(TEXT):
Until Kodak. The introduction of George Eastman's lightweight, foolproof camera in 1888 meant hordes of tourists could quickly press a button to capture their individual experiences … which turned out to be more or less identical.

 

That’s because photographs actually created the attractions in the first place. As sociologist Dean MacCannell observed in his 1976 book The Tourist: A New Theory of the Leisure Class, images lift unknown landscapes from obscurity, marking them as significant and “setting the tourist in motion on his journey to find the true object.”

 

"Family in Earth Colors at Grand Canyon 1980," from Roger Minick's series Sightseer.

 

When you found it, you snapped a pic to prove it—a circular ritual John Urry describes in his 2002 book The Tourist Gaze. “What is sought for in a holiday is a set of photography images, which have already been seen in tour company brochures or on TV programmes," he wrote. " ends up with travellers demonstrating that they really have been there by showing their version of the images that they had seen before they set off.”

 

It's less about seeing the place than taking the same photo as everyone else. At the Grand Canyon in the 1970s, Osborne saw a group of tourists lining up to snap pictures at a spot specially marked for doing so. "People were queuing up, quite politely, waiting their turns," Osborne says. "I thought, 'Why don't they just spread out three or four meters on either side?"

 

That lemming-like practice didn't change much with the democratization of tourism in the late 20th century, or even with the explosion of digital photography and social media in the 21st. Now there are more tourists than ever, more trips than ever, and more lookalike photographs than ever. They still depict the same definitive sites set out long ago in travel books, but as these attractions have become ordinary, the ordinary has also become the attraction. Your smartphone lets you snap an unlimited stream of Airbnbs, infinity pools and urban art—all of which you probably first saw on Instagram.

(PROBLEM REQUIREMENTS):
Reproduce the passage on tourist photography in full, word for word.

(STORED RECORDS):
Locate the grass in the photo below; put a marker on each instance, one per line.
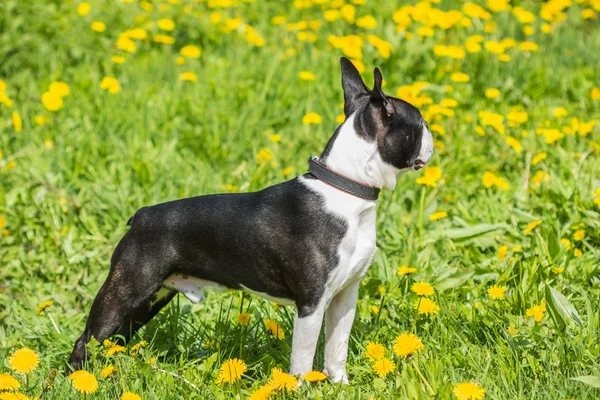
(67, 188)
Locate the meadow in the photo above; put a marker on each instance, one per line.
(486, 283)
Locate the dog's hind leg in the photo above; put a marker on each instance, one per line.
(122, 306)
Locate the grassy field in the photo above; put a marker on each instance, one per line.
(109, 106)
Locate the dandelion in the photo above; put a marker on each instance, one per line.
(422, 289)
(107, 371)
(244, 319)
(188, 77)
(315, 376)
(43, 306)
(190, 51)
(537, 312)
(407, 344)
(231, 371)
(468, 391)
(307, 76)
(24, 361)
(275, 330)
(17, 121)
(438, 215)
(8, 382)
(311, 118)
(426, 306)
(497, 292)
(532, 226)
(405, 270)
(110, 84)
(375, 351)
(383, 366)
(84, 382)
(98, 26)
(283, 380)
(263, 393)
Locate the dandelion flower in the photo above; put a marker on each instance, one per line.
(532, 226)
(244, 319)
(383, 366)
(84, 382)
(438, 215)
(426, 306)
(497, 292)
(24, 361)
(283, 380)
(422, 289)
(375, 351)
(107, 371)
(231, 371)
(405, 270)
(8, 382)
(43, 306)
(315, 376)
(468, 391)
(275, 330)
(406, 344)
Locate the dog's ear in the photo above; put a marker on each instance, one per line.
(353, 85)
(378, 98)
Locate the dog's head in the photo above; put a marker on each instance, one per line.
(402, 136)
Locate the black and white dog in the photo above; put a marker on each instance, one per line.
(306, 242)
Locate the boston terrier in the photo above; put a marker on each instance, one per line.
(306, 242)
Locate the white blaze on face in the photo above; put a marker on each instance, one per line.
(426, 146)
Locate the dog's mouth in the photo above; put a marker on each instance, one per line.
(418, 165)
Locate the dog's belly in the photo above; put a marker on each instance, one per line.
(193, 289)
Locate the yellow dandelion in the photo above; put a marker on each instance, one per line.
(311, 118)
(231, 371)
(24, 361)
(191, 51)
(275, 330)
(405, 270)
(383, 366)
(307, 76)
(107, 371)
(422, 289)
(315, 376)
(375, 351)
(43, 306)
(84, 382)
(244, 319)
(406, 344)
(188, 77)
(497, 292)
(438, 215)
(426, 306)
(468, 391)
(283, 380)
(8, 382)
(532, 226)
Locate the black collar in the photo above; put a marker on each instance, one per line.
(319, 170)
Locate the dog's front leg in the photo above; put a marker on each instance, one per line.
(304, 341)
(339, 320)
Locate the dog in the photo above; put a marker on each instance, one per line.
(306, 242)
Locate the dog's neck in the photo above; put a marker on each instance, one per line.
(358, 159)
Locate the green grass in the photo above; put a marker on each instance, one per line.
(159, 139)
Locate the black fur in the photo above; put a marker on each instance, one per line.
(280, 241)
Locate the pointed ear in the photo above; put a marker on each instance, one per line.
(353, 85)
(378, 97)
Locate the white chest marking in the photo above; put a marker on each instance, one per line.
(190, 287)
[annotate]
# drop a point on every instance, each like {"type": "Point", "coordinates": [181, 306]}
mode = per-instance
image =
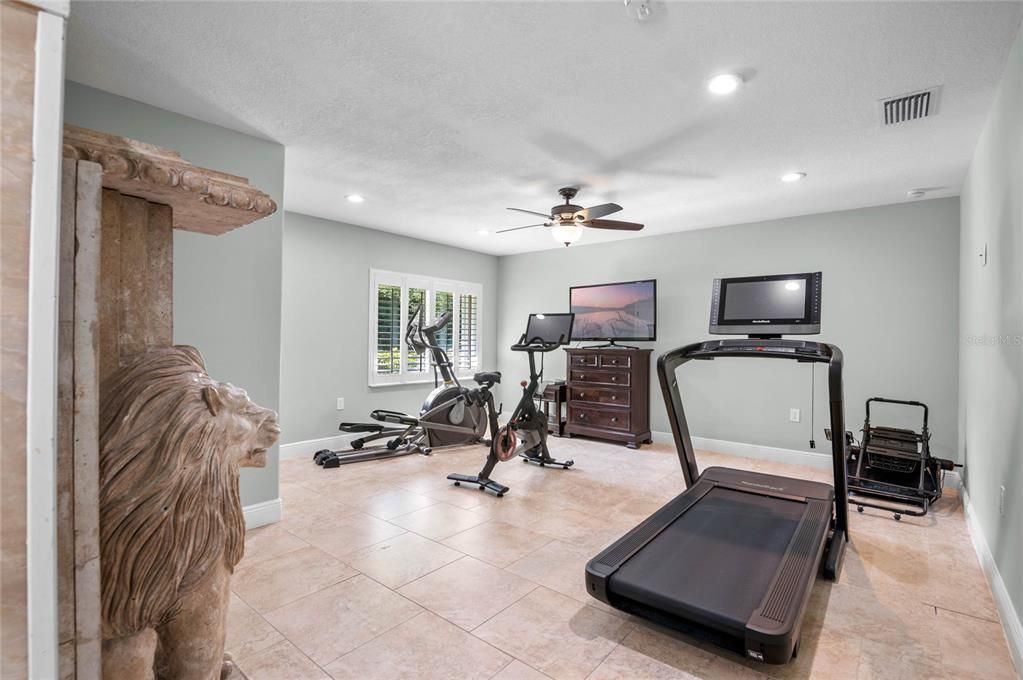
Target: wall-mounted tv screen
{"type": "Point", "coordinates": [788, 304]}
{"type": "Point", "coordinates": [624, 311]}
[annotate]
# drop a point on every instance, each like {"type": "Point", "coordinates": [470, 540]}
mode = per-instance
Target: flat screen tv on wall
{"type": "Point", "coordinates": [610, 312]}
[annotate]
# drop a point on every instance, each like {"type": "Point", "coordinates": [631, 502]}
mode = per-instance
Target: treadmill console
{"type": "Point", "coordinates": [793, 349]}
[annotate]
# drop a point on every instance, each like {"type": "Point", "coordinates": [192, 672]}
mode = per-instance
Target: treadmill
{"type": "Point", "coordinates": [735, 556]}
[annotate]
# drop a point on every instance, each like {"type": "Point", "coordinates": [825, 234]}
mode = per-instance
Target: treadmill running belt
{"type": "Point", "coordinates": [718, 558]}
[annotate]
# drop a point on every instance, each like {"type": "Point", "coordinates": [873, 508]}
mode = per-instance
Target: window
{"type": "Point", "coordinates": [393, 300]}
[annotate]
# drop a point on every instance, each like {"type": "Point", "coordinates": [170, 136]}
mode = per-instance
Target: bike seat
{"type": "Point", "coordinates": [487, 377]}
{"type": "Point", "coordinates": [394, 416]}
{"type": "Point", "coordinates": [360, 427]}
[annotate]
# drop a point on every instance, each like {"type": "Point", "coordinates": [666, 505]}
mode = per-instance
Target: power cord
{"type": "Point", "coordinates": [813, 375]}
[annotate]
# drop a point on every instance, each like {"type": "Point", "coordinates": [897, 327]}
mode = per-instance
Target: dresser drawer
{"type": "Point", "coordinates": [583, 360]}
{"type": "Point", "coordinates": [594, 417]}
{"type": "Point", "coordinates": [620, 378]}
{"type": "Point", "coordinates": [614, 361]}
{"type": "Point", "coordinates": [594, 396]}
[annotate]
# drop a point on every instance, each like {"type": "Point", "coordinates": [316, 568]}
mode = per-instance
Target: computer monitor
{"type": "Point", "coordinates": [549, 328]}
{"type": "Point", "coordinates": [766, 306]}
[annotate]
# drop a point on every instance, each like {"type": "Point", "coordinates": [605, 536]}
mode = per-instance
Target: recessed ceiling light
{"type": "Point", "coordinates": [724, 83]}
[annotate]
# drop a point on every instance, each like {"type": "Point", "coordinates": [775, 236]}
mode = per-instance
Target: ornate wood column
{"type": "Point", "coordinates": [122, 198]}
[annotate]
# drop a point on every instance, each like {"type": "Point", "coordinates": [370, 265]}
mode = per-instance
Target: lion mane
{"type": "Point", "coordinates": [169, 498]}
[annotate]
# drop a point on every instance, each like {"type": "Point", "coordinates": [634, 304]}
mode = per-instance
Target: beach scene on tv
{"type": "Point", "coordinates": [616, 311]}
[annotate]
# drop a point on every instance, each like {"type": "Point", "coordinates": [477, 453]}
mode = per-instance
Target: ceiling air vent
{"type": "Point", "coordinates": [909, 106]}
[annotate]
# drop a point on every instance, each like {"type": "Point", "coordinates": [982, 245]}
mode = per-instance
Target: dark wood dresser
{"type": "Point", "coordinates": [609, 395]}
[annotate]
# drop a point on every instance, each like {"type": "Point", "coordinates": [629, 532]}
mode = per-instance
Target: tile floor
{"type": "Point", "coordinates": [385, 570]}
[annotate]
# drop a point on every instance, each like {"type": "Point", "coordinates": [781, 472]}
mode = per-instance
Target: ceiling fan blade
{"type": "Point", "coordinates": [597, 211]}
{"type": "Point", "coordinates": [528, 226]}
{"type": "Point", "coordinates": [520, 210]}
{"type": "Point", "coordinates": [614, 224]}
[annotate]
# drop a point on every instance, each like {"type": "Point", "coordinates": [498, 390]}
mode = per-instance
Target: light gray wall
{"type": "Point", "coordinates": [325, 310]}
{"type": "Point", "coordinates": [991, 309]}
{"type": "Point", "coordinates": [889, 302]}
{"type": "Point", "coordinates": [226, 288]}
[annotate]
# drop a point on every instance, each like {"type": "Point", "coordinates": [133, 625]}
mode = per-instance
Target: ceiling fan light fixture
{"type": "Point", "coordinates": [566, 232]}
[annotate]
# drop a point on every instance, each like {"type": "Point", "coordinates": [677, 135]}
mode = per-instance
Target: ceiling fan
{"type": "Point", "coordinates": [567, 220]}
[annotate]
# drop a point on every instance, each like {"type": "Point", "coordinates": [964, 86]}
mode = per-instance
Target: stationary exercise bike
{"type": "Point", "coordinates": [526, 433]}
{"type": "Point", "coordinates": [451, 415]}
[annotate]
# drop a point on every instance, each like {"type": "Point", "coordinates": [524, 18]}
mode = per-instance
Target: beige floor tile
{"type": "Point", "coordinates": [439, 520]}
{"type": "Point", "coordinates": [561, 567]}
{"type": "Point", "coordinates": [497, 543]}
{"type": "Point", "coordinates": [401, 559]}
{"type": "Point", "coordinates": [272, 583]}
{"type": "Point", "coordinates": [335, 621]}
{"type": "Point", "coordinates": [248, 632]}
{"type": "Point", "coordinates": [554, 634]}
{"type": "Point", "coordinates": [882, 662]}
{"type": "Point", "coordinates": [281, 662]}
{"type": "Point", "coordinates": [653, 652]}
{"type": "Point", "coordinates": [468, 592]}
{"type": "Point", "coordinates": [879, 621]}
{"type": "Point", "coordinates": [393, 502]}
{"type": "Point", "coordinates": [343, 534]}
{"type": "Point", "coordinates": [519, 671]}
{"type": "Point", "coordinates": [426, 647]}
{"type": "Point", "coordinates": [267, 542]}
{"type": "Point", "coordinates": [973, 647]}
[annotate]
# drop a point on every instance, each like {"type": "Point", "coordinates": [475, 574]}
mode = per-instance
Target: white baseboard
{"type": "Point", "coordinates": [307, 448]}
{"type": "Point", "coordinates": [261, 514]}
{"type": "Point", "coordinates": [821, 460]}
{"type": "Point", "coordinates": [1010, 617]}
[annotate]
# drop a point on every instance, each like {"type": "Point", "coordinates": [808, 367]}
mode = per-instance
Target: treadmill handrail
{"type": "Point", "coordinates": [811, 352]}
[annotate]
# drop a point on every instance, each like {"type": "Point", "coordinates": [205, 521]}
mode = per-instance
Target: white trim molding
{"type": "Point", "coordinates": [1011, 624]}
{"type": "Point", "coordinates": [41, 396]}
{"type": "Point", "coordinates": [821, 460]}
{"type": "Point", "coordinates": [261, 514]}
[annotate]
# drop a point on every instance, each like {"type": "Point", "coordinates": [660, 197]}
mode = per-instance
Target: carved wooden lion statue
{"type": "Point", "coordinates": [172, 440]}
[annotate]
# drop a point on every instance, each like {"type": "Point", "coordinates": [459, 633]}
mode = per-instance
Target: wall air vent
{"type": "Point", "coordinates": [910, 106]}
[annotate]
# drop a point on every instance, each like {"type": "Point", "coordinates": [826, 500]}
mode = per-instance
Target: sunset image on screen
{"type": "Point", "coordinates": [615, 311]}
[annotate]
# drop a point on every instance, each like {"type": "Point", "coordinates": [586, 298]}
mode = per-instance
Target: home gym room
{"type": "Point", "coordinates": [598, 340]}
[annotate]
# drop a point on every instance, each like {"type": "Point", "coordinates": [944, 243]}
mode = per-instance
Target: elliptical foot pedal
{"type": "Point", "coordinates": [485, 485]}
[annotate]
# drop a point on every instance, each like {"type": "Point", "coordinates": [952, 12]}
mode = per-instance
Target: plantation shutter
{"type": "Point", "coordinates": [444, 302]}
{"type": "Point", "coordinates": [388, 329]}
{"type": "Point", "coordinates": [469, 332]}
{"type": "Point", "coordinates": [416, 363]}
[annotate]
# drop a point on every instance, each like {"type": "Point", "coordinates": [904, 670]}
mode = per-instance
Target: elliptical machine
{"type": "Point", "coordinates": [526, 433]}
{"type": "Point", "coordinates": [451, 414]}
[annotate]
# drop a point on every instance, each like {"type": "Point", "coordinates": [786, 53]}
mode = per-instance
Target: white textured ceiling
{"type": "Point", "coordinates": [443, 114]}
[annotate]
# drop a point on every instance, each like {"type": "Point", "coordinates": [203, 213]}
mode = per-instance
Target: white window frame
{"type": "Point", "coordinates": [431, 285]}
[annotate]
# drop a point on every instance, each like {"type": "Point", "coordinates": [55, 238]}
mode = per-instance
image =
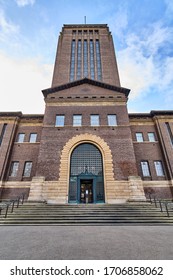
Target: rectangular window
{"type": "Point", "coordinates": [98, 59]}
{"type": "Point", "coordinates": [169, 132]}
{"type": "Point", "coordinates": [85, 58]}
{"type": "Point", "coordinates": [159, 168]}
{"type": "Point", "coordinates": [3, 132]}
{"type": "Point", "coordinates": [145, 169]}
{"type": "Point", "coordinates": [94, 120]}
{"type": "Point", "coordinates": [77, 120]}
{"type": "Point", "coordinates": [72, 64]}
{"type": "Point", "coordinates": [139, 137]}
{"type": "Point", "coordinates": [21, 137]}
{"type": "Point", "coordinates": [14, 168]}
{"type": "Point", "coordinates": [79, 59]}
{"type": "Point", "coordinates": [151, 137]}
{"type": "Point", "coordinates": [60, 119]}
{"type": "Point", "coordinates": [27, 169]}
{"type": "Point", "coordinates": [33, 137]}
{"type": "Point", "coordinates": [92, 69]}
{"type": "Point", "coordinates": [112, 120]}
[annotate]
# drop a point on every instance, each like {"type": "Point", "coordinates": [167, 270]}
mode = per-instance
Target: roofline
{"type": "Point", "coordinates": [85, 25]}
{"type": "Point", "coordinates": [20, 115]}
{"type": "Point", "coordinates": [152, 113]}
{"type": "Point", "coordinates": [85, 81]}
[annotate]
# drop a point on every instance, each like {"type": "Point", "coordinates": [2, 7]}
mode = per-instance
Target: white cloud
{"type": "Point", "coordinates": [6, 27]}
{"type": "Point", "coordinates": [22, 3]}
{"type": "Point", "coordinates": [142, 64]}
{"type": "Point", "coordinates": [21, 84]}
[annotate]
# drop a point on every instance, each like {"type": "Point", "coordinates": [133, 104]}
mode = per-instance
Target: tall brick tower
{"type": "Point", "coordinates": [86, 149]}
{"type": "Point", "coordinates": [85, 51]}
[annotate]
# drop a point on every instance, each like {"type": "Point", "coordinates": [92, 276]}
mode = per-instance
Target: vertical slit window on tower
{"type": "Point", "coordinates": [72, 65]}
{"type": "Point", "coordinates": [169, 132]}
{"type": "Point", "coordinates": [2, 133]}
{"type": "Point", "coordinates": [98, 59]}
{"type": "Point", "coordinates": [85, 58]}
{"type": "Point", "coordinates": [79, 59]}
{"type": "Point", "coordinates": [92, 70]}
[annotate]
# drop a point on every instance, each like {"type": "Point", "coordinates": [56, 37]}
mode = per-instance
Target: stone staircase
{"type": "Point", "coordinates": [87, 214]}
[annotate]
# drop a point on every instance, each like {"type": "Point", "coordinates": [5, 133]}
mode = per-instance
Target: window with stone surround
{"type": "Point", "coordinates": [94, 120]}
{"type": "Point", "coordinates": [14, 168]}
{"type": "Point", "coordinates": [27, 169]}
{"type": "Point", "coordinates": [139, 137]}
{"type": "Point", "coordinates": [112, 120]}
{"type": "Point", "coordinates": [60, 119]}
{"type": "Point", "coordinates": [33, 137]}
{"type": "Point", "coordinates": [145, 169]}
{"type": "Point", "coordinates": [159, 168]}
{"type": "Point", "coordinates": [77, 120]}
{"type": "Point", "coordinates": [21, 137]}
{"type": "Point", "coordinates": [151, 137]}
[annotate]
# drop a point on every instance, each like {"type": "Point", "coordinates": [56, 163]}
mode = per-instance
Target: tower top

(OUTPUT OF THE EXERCISE):
Until Kodak. The introduction of George Eastman's lightweight, foolproof camera in 1888 meant hordes of tourists could quickly press a button to capture their individual experiences … which turned out to be more or less identical.

 

That’s because photographs actually created the attractions in the first place. As sociologist Dean MacCannell observed in his 1976 book The Tourist: A New Theory of the Leisure Class, images lift unknown landscapes from obscurity, marking them as significant and “setting the tourist in motion on his journey to find the true object.”

 

"Family in Earth Colors at Grand Canyon 1980," from Roger Minick's series Sightseer.

 

When you found it, you snapped a pic to prove it—a circular ritual John Urry describes in his 2002 book The Tourist Gaze. “What is sought for in a holiday is a set of photography images, which have already been seen in tour company brochures or on TV programmes," he wrote. " ends up with travellers demonstrating that they really have been there by showing their version of the images that they had seen before they set off.”

 

It's less about seeing the place than taking the same photo as everyone else. At the Grand Canyon in the 1970s, Osborne saw a group of tourists lining up to snap pictures at a spot specially marked for doing so. "People were queuing up, quite politely, waiting their turns," Osborne says. "I thought, 'Why don't they just spread out three or four meters on either side?"

 

That lemming-like practice didn't change much with the democratization of tourism in the late 20th century, or even with the explosion of digital photography and social media in the 21st. Now there are more tourists than ever, more trips than ever, and more lookalike photographs than ever. They still depict the same definitive sites set out long ago in travel books, but as these attractions have become ordinary, the ordinary has also become the attraction. Your smartphone lets you snap an unlimited stream of Airbnbs, infinity pools and urban art—all of which you probably first saw on Instagram.